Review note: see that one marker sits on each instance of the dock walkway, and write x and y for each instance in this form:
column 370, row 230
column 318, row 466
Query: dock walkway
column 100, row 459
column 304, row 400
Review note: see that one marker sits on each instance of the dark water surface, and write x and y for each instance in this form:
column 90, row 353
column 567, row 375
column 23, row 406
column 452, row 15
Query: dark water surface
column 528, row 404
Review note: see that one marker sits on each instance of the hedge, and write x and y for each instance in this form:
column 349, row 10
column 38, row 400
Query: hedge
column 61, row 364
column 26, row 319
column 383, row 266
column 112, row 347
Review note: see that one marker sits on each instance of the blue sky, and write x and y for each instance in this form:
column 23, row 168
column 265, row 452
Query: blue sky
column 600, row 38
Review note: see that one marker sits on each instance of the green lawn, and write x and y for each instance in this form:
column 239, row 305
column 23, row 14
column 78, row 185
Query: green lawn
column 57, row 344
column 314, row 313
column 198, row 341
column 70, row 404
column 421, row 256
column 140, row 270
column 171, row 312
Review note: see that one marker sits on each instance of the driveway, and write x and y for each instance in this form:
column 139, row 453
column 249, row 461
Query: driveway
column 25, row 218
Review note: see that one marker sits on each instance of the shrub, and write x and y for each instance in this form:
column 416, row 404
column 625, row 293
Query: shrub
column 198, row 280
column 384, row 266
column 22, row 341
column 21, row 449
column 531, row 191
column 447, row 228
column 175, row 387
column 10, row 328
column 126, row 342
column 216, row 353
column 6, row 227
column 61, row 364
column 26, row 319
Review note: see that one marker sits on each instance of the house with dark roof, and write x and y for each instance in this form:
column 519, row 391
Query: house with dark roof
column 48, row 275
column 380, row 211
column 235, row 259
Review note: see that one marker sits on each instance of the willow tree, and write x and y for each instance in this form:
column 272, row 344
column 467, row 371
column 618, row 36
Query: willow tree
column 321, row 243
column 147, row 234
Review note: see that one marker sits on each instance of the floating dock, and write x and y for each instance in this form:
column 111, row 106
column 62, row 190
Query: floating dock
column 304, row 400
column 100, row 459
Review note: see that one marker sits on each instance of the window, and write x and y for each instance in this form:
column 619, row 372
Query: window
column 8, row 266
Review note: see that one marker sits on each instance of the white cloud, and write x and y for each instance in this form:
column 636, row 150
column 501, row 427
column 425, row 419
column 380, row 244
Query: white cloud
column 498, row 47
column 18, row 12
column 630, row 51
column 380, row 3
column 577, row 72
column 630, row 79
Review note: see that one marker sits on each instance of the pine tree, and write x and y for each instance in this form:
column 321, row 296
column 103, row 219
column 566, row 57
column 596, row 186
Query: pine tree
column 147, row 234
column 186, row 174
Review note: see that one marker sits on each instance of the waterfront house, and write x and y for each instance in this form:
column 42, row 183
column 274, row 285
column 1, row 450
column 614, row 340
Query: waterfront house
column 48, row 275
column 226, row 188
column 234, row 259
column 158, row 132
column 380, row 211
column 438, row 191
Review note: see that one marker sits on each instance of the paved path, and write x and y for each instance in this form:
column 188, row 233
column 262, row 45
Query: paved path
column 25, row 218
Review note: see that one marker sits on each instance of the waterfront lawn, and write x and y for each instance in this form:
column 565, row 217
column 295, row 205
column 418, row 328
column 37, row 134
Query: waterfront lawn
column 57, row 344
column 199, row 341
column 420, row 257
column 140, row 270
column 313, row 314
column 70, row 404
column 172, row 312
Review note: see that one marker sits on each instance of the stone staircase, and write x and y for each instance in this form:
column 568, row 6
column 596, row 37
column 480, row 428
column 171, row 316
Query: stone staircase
* * *
* [Goal of the exercise] All of the material, restated exactly, is the expected result.

* [Answer space]
Review note: see that one marker sits on each instance of the dock walkway, and write x and y for each instance in this form:
column 370, row 230
column 318, row 466
Query: dock walkway
column 100, row 459
column 304, row 400
Review note: see that one marker sits on each instance of the dark water surface, and write x and y for each instance in this form:
column 90, row 353
column 567, row 375
column 23, row 406
column 452, row 15
Query: dark water surface
column 528, row 404
Review note: see that one marker sits on each instance of the hedge, and write x and y for each instance in this form:
column 349, row 10
column 38, row 400
Query: hedge
column 61, row 364
column 26, row 319
column 383, row 266
column 112, row 347
Review note: see that one marker sits on each instance of the blue sky, and write x and y for each instance in this form:
column 23, row 168
column 265, row 452
Query: blue sky
column 600, row 38
Review note: see that one marker sits on each instance of the green lawn, and write x and y for each instance in this form:
column 239, row 305
column 23, row 14
column 78, row 185
Query: green lawn
column 57, row 344
column 314, row 313
column 198, row 341
column 70, row 404
column 421, row 256
column 140, row 270
column 171, row 312
Review note: see that one marker sits on each instance of the driveway, and write x and y for each instance in this form:
column 139, row 453
column 249, row 461
Query: driveway
column 25, row 218
Review note: see that one marker sits on each instance of the shrub, and write x and y for each instance in this form:
column 416, row 404
column 625, row 293
Query: shrub
column 198, row 280
column 384, row 266
column 22, row 341
column 21, row 449
column 531, row 191
column 447, row 228
column 175, row 387
column 10, row 328
column 126, row 342
column 216, row 353
column 6, row 227
column 61, row 364
column 26, row 319
Review note: see that one marker sits on each instance of the house with dark roof, and write x and y for each instance in this form:
column 519, row 391
Query: house with dark roof
column 48, row 275
column 380, row 211
column 235, row 259
Review note: see that one marker sits on each instance of the willow tree, and write x and y for each instance in this form:
column 272, row 344
column 467, row 371
column 618, row 36
Query: willow tree
column 321, row 243
column 147, row 234
Review note: see that one marker sits on each instance of the floating dock, and write x and y for each instance in this form:
column 111, row 106
column 62, row 190
Query: floating dock
column 304, row 400
column 100, row 459
Review note: see that one marker sits on each instance of the window, and write x and y for each instance in this form:
column 619, row 372
Query: window
column 8, row 266
Review note: see that one marker sits on each instance of the white cloud, and write x and y for each instance in this form:
column 636, row 150
column 501, row 427
column 425, row 419
column 380, row 244
Query: white cloud
column 498, row 47
column 18, row 12
column 630, row 51
column 380, row 3
column 577, row 72
column 630, row 79
Review note: see that one marker sits on each instance of the pine tree, and write x and y for each instance in this form:
column 321, row 296
column 103, row 219
column 566, row 57
column 596, row 186
Query: pine tree
column 147, row 234
column 186, row 174
Review note: see that one marker sits on each instance of the waterfront house, and write x and y for each instance in this form:
column 42, row 183
column 274, row 285
column 1, row 450
column 614, row 340
Query: waterfront house
column 48, row 275
column 226, row 188
column 234, row 259
column 158, row 132
column 380, row 211
column 438, row 191
Review note: see that one marker sits on each instance of the paved path, and write x and y for each instance in this form:
column 188, row 233
column 262, row 45
Query: paved path
column 25, row 218
Review note: see that one marker sits on each instance of the waterfront lawn, and write x and y for each instance in this form:
column 565, row 217
column 295, row 205
column 418, row 328
column 37, row 134
Query: waterfront lawn
column 57, row 344
column 199, row 341
column 420, row 257
column 140, row 270
column 313, row 314
column 70, row 404
column 172, row 312
Review note: see that one marker sits on each instance of the stone staircase, and write x and y for each instance in this form:
column 568, row 6
column 596, row 37
column 480, row 428
column 171, row 316
Query: stone staircase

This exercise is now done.